***** Study text
$(f_1\,{\preceq}\,f_2)\,{\land}\,0_F\,{\preceq}\,f_3{\implies}f_1f_3\,{\preceq}\,f_2f_3$

Question

How do I prove that in totally ordered fields $(f_1\,{\preceq}\,f_2)\,{\land}\,0_F\,{\preceq}\,f_3{\implies}f_1f_3\,{\preceq}\,f_2f_3$ is true?

I am pretty sure I've seen this theorem used, although during a search on the Internet I still couldn't find any proof of it.

Answer 1

Let me recall from Wikipedia that:

A field $(F, +, \cdot)$ together with a total order $\preceq$ on $F$ is an ordered field if the order satisfies the following properties for all $a, b$ and $c$ in $F$:
i) if $a \preceq b$ then $a + c \preceq b + c$, and
ii) if $0_F \preceq a$ and $0_F \preceq b$ then $0_F \preceq a \cdot b$.

Suppose that $f_1\preceq f_2$ and $0_F\preceq f_3$.

By i) we have $$0_F=f_1-f_1 \preceq f_2-f_1$$
By ii) we have $$0_F=0_F\cdot f_3 \preceq (f_2-f_1)\cdot f_3=f_2\cdot f_3- f_1\cdot f_3$$
By i) we have $$f_1\cdot f_3 =0_F+f_1\cdot f_3 \preceq f_2\cdot f_3- f_1\cdot f_3+f_1\cdot f_3 =f_2\cdot f_3$$
**********
***** Record excerpts
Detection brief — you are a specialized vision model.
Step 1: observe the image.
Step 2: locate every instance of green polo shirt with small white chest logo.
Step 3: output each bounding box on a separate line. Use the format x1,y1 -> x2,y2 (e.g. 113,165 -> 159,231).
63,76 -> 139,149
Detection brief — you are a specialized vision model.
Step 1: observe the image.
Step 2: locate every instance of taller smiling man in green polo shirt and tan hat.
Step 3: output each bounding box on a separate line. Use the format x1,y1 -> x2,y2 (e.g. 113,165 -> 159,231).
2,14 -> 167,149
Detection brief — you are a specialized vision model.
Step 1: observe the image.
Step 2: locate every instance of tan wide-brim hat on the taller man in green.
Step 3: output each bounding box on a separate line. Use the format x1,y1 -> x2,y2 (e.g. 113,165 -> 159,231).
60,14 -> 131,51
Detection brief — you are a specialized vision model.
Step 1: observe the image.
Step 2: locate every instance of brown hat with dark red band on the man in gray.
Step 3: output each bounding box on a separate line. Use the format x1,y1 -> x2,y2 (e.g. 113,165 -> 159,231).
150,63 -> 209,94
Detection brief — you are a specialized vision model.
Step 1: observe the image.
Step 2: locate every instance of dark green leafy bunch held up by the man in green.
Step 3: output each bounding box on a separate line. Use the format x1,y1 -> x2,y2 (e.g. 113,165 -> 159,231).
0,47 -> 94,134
**********
***** Record excerpts
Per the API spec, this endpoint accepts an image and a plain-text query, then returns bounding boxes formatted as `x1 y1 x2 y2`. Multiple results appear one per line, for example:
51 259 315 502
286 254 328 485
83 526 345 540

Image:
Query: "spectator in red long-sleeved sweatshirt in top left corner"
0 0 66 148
**********
*Task to carry out*:
Repeat the passage of the ordered-field thread starting at "I am pretty" and ending at "and $0_F\preceq f_3$.". None of the data is needed for this.

*Solution for this exercise*:
I am pretty sure I've seen this theorem used, although during a search on the Internet I still couldn't find any proof of it.

Answer 1

Let me recall from Wikipedia that:

A field $(F, +, \cdot)$ together with a total order $\preceq$ on $F$ is an ordered field if the order satisfies the following properties for all $a, b$ and $c$ in $F$:
i) if $a \preceq b$ then $a + c \preceq b + c$, and
ii) if $0_F \preceq a$ and $0_F \preceq b$ then $0_F \preceq a \cdot b$.

Suppose that $f_1\preceq f_2$ and $0_F\preceq f_3$.